*Extrait source*
┄┄┄┄┄┄
Bonjour à tous et à toutes,
Il y a un an, je vous avais soumis une proposition de méthodologie concernant les relations entre champs dans les jeux de données tabulaires sujet 3876.
Depuis cette date, une expérimentation a été mise en place (méthodologie, outil, indicateurs) sur le jeu de données IRVE (voir ici la réutilisation IRVE).
Je vous propose ci-dessous une synthèse rapide de ces travaux (permet de faire le lien avec le rapport de la mission data et territoire).
Bonne lecture !
Un peu de méthodologie
Un outil nécessaire
Un « schéma de données » est une description d’un jeu de données tabulaires.
Il est composé d’une partie générale concernant le jeu de données dans sa globalité et d’une partie spécifique détaillant chacun des champs du jeu de données (ex. description, exemple, type de données, contraintes).
Cette description est indispensable car elle permet de comprendre ce que contient chacun des champs du jeu de données.
mais non suffisant
Pourtant cette approche n’est pas suffisante car elle ne prend pas en compte ce qui fait la richesse d’un jeu de données tabulaires.
Pour cela, revenons sur les usages d’un jeu de données tabulaires:
On peut distinguer deux usages principaux dans les données tabulaires:
- Un usage de « caractérisation » qui consiste à préciser des propriétés intrinsèques d’une entité. Par exemple, dans un jeu de données concernant des personnes on pourra trouver les champs ‹ nom ›, ‹ prénom ›, ‹ age ›, ‹ taille › qui précisent ce qu’est une personne suivant le point de vue de ce jeu de données
- Un usage de « relations » qui consiste à préciser les relations d’une entité par rapport aux autres entités. Par exemple, pour ce même jeu de données concernant des personnes, on pourra trouver des champs ‹ père ›, ‹ mère ›, ‹ ville ›, ‹ pays ›, ‹ entreprise ›. Le champ ‹ ville › exprimera par exemple le fait que la personne habite la ville indiquée.
Dans les jeux de données, les deux usages sont présents et doivent être explicités pour que les données soient comprises et cohérentes.
┄┄┄┄┄┄
[Entrées d'étiquetage de la position des objets]
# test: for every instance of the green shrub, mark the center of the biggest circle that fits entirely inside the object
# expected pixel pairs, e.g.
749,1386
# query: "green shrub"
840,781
┄┄┄┄┄┄
*Tâches à réaliser*
A: D'après le texte sur les schémas de données, sur quel jeu de données l'expérimentation a-t-elle été menée ?
B: Poursuivez le texte sur les schémas de données à partir de sa dernière phrase.
Ces lignes n'ont aucun lien avec le texte sur les schémas de données.

*Réponses par tâche*
A: Sur le jeu de données IRVE.

B:
Dans l’exemple précédent (qui n’est clairement pas satisfaisant d’un point de vue RGPD !), on pourrait préciser que la donnée du champ ‹ pays › est celle qui correspond au pays de la donnée du champ ‹ ville ›.
Ceci permet de détecter une erreur si on trouve un enregistrement (une ligne) avec ‹ ville › : « paris » et ‹ pays › : « france » et un autre avec ‹ ville › : « paris » et ‹ pays › : « suisse ».
qui doit être complété par un modèle de données
Il existe un outil qui permet de prendre en compte ces différents usages : le « modèle de données ».
Celui-ci explicite à la fois les entités présentes, leurs attributs (caractérisation) et les liens avec les autres entités (les relations).
Si l’on reprend l’exemple, on aura alors une entité ‹ personne › avec plusieurs attributs (‹ nom ›, ‹ prénom ›, ‹ age ›, ‹ taille ›), une entité ‹ ville › avec un seul attribut (son nom), une entité ‹ pays › avec un seul attribut (son nom).
On aura également une relation ‹ habite › entre l’entité ‹ personne › et l’entité ‹ ville › ainsi qu’une relation ‹ appartient › entre l’entité ‹ ville › et l’entité ‹ pays ›.
La relation ‹ appartient › est caractérisée par le fait qu’une entité ‹ ville › n’est liée qu’à une seule entité ‹ pays › et que réciproquement une entité ‹ pays › est liée à plusieurs entités ‹ ville ›.
Quelle application pour l’open-data ?
les jeux de données sont complexes
Les données partagées en open-data ont plusieurs caractéristiques:
- les jeux de données sont majoritairement tabulaires et correspondent à un regroupement de données selon des critères spécifiques (temporel, spatial…),
- les données peuvent être issues de sources multiples avec des producteurs différents,
- les données ont pour vocation d’être réutilisées pour des applications et des usages non définis au préalable.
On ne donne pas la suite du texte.